▸ **Set exercise**
Answer these questions about the article on Vietnam's gold lending curbs below:
1. What interest rates are banks in Vietnam offering on gold deposits?
2. According to the central bank, what is the new rule an attempt to do?
3. Starting May 1, to whom are banks not allowed to offer gold loans?

▸ **Source document**
▬▬▬▬▬▬▬▬▬▬

Vietnam gold lending curbs evoke mixed response
Vietnam’s decision to further tightening gold lending has created mixed reactions within the country.
Analysts said the move by State Bank of Vietnam (SBV) is to further tightening control of local gold market and ensuring safety in bank operations.
The new rule is an attempt to eliminate the role of gold as a means of payment in Vietnam, the central bank said. It noted that the government will, however, continue to recognize the right of citizens to have gold holdings.
The State Bank of Vietnam has asked commercial banks to cease lending gold in May and stop accepting gold deposits two years from now.
Vietnam has already forbidden banks from lending gold for the production and trade of gold bars since October last year. But starting May 1 banks are not allowed to offer gold loans to jewelry makers either.
Banks in Vietnam are offering interest rates of 0.5-1 percent a year on gold deposits. A banker said the rates would fall when banks are banned from lending gold.
The central bank is expected to issue a decree soon that further tightens control over the gold market in Vietnam.
In late October last year, the SBV issued a circular to put restriction on gold deposit and lending activities of local credit institutions, asking local lenders to raise gold deposits only through issuing banknotes instead of raising gold deposits and lend gold only for jewelry production and trade purposes instead of lending for gold bullion processing and trading.

▬▬▬▬▬▬▬▬▬▬

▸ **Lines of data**
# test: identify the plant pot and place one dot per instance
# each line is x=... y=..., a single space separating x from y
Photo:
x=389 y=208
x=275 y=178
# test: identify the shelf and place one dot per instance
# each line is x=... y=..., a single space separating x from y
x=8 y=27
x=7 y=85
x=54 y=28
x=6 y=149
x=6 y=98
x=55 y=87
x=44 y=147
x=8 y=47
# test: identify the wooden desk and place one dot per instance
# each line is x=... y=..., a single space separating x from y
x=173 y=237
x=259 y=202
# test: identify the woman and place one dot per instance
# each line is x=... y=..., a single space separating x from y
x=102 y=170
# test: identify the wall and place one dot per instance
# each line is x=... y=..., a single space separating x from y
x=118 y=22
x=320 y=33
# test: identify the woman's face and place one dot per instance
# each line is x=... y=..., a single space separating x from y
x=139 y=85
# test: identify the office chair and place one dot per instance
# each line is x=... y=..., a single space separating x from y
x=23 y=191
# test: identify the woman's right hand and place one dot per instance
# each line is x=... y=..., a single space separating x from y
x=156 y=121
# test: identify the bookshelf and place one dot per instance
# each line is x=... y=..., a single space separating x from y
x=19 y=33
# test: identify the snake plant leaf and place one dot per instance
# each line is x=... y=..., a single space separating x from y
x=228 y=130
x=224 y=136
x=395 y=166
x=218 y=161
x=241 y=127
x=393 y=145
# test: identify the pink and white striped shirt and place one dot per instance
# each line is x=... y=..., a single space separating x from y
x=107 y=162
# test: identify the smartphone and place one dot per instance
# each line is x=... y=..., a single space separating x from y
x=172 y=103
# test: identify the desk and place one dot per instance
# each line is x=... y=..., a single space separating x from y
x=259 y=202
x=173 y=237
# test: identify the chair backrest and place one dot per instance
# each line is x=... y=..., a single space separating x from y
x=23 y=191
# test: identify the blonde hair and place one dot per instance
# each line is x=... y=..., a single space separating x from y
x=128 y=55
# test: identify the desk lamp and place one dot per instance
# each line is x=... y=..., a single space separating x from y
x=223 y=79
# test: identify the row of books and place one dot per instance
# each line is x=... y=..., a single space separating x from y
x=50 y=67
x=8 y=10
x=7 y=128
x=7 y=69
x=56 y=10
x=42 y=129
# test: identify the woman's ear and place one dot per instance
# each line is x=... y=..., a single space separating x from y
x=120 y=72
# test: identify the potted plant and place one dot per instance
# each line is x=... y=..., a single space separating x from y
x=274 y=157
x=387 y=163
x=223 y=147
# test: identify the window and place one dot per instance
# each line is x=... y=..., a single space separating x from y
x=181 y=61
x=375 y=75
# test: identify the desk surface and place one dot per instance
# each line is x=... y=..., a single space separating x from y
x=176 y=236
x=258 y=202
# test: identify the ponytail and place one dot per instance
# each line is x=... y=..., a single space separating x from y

▬▬▬▬▬▬▬▬▬▬

▸ **Response for this exercise**
1. 0.5-1 percent a year.
2. To eliminate the role of gold as a means of payment in Vietnam.
3. Jewelry makers.